* TASK PROMPT *
Print only the lines that begin at the line containing "Target: silver car" and end at the last line of the material, both included, without any change.

* RAW DATA *
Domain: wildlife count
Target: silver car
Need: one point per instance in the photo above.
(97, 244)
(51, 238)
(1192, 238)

* SOLUTION TO THIS EXERCISE *
Target: silver car
Need: one point per instance in the photo above.
(97, 244)
(51, 238)
(1192, 238)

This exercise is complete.